▸ **Text provided**
Thursday, March 29, 2012



Family demands to know if weapons used to kill ICE agent could have
been seized before they crossed into Mexico
By William La Jeunesse
Published March 29, 2012

In this undated photo released by U.S. Immigration and Customs
Enforcement (ICE) on Wednesday Feb. 16, 2011 is seen ICE Special
Agent Jaime Zapata. Zapata, on assignment to the ICE Attache in
Mexico City from his post in Laredo, Texas, died Tuesday Feb. 15,
2011 when gunmen attacked the agents' vehicle as he and another agent
drove through the northern state of San Luis Potosi.

The family of a murdered U.S. Immigration and Customs Enforcement
agent is demanding to know if U.S. agencies could have seized the
weapons used to kill him before they crossed the border into Mexico.
Amador and Mary Zapata also believe their son Jaime, who was only in
Mexico for 9 days before his death, was not adequately trained for
his assignment, a trip on one of Mexico's most dangerous roads in a
$160,000 armored Suburban.
"We want to find out the truth," Amador Zapata said from the living
room of his Brownsville, Texas home. "Who thought of this program?
How come they let those weapons go – when they knew who had bought
them? How come they let them go through the border – without trying
to stop them? That's what we want to know."

Family members of ICE special agent Jaime Zapata receive his body at
the Brownsville South Padre Island International Airport Friday, Feb.
18, 2011 in Brownsville, Texas. U.S. Immigration and Customs
Enforcement said Agent Jaime Zapata died Tuesday after assailants
opened fire on his vehicle as he drove from Monterrey, Mexico, to
Mexico City. (AP Photo/The Brownsville Herald, Paul Chouy)

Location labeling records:
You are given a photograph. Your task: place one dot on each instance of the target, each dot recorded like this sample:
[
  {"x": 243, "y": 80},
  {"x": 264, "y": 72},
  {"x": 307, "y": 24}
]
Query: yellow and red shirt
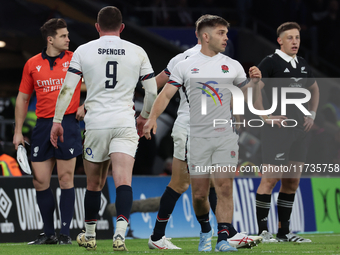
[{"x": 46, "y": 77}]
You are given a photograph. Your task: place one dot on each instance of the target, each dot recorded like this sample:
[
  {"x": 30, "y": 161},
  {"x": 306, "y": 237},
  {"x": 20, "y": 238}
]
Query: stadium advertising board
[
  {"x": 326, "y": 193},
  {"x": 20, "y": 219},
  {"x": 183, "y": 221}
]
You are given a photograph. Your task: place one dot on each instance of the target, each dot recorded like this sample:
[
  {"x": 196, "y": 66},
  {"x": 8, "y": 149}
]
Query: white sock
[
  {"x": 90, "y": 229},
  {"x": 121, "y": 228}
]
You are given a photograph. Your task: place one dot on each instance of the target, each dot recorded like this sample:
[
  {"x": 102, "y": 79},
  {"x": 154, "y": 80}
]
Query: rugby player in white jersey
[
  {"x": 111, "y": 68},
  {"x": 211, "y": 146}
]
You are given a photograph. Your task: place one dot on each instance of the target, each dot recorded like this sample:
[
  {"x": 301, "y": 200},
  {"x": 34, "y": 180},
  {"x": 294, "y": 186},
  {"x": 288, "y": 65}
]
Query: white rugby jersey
==
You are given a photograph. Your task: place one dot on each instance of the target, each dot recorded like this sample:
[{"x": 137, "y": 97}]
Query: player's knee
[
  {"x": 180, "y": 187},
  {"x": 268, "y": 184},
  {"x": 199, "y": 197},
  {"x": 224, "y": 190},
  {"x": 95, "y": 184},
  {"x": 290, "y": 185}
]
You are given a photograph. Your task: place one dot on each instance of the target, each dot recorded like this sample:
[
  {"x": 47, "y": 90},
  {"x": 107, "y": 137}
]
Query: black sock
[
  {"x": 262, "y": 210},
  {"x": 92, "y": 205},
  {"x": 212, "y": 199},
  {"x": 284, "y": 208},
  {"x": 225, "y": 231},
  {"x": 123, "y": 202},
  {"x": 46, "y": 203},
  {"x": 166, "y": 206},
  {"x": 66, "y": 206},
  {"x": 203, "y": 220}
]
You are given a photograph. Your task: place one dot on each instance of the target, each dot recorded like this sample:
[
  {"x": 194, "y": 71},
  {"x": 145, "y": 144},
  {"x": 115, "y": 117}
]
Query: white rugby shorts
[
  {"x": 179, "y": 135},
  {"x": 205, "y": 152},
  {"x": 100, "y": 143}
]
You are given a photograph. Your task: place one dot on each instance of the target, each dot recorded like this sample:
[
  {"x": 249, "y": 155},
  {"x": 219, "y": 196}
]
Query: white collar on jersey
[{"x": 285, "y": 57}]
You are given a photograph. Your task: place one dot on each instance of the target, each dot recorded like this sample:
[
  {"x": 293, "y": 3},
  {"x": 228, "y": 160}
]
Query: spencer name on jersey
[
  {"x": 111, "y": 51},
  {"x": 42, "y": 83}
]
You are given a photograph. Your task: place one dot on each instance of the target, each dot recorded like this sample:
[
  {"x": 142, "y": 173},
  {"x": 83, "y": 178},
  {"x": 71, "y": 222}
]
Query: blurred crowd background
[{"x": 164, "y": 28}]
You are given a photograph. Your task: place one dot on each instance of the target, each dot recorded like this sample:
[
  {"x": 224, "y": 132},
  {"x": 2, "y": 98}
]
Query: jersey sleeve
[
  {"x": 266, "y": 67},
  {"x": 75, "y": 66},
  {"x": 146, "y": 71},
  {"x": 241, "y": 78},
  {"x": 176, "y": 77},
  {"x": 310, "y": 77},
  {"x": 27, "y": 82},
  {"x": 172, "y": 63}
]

▸ **What this exercise asks**
(a) Could you reproduce, word for word, the article on the killing of ICE agent Jaime Zapata, everything from "The family of" down to "of this program?"?
(b) Can you take the article on the killing of ICE agent Jaime Zapata further, picking up right after its last line?

▸ **Responses to the exercise**
(a)
The family of a murdered U.S. Immigration and Customs Enforcement
agent is demanding to know if U.S. agencies could have seized the
weapons used to kill him before they crossed the border into Mexico.
Amador and Mary Zapata also believe their son Jaime, who was only in
Mexico for 9 days before his death, was not adequately trained for
his assignment, a trip on one of Mexico's most dangerous roads in a
$160,000 armored Suburban.
"We want to find out the truth," Amador Zapata said from the living
room of his Brownsville, Texas home. "Who thought of this program?

(b)
The Zapatas had four sons employed by ICE, the Immigration and
Customs Enforcement Agency. Jaime, the second oldest, was gunned down
while driving from Mexico City to Monterrey last February by
assassins for the Zeta cartel. The guns used to kill him were
purchased in Texas.
"I don't know anything now that I didn't know the first day," said
Mary Zapata, surrounded by photos and memorabilia associated with her
son's life. "I expected them (ICE supervisors) to sit with us and
give us a report. This is what we have so far. We do not know."
The Zapatas hired former Assistant U.S. Attorney Trey Martinez and
Ray Thomas, a south Texas litigator, to find out the facts.
"The family would like answers. The family would like closure," said
Martinez. "We don't know if this is a gun walking operation but there
is circumstantial evidence that there was."
Martinez is referring to two guns found February 15, 2011 at the
murder scene in Mexico.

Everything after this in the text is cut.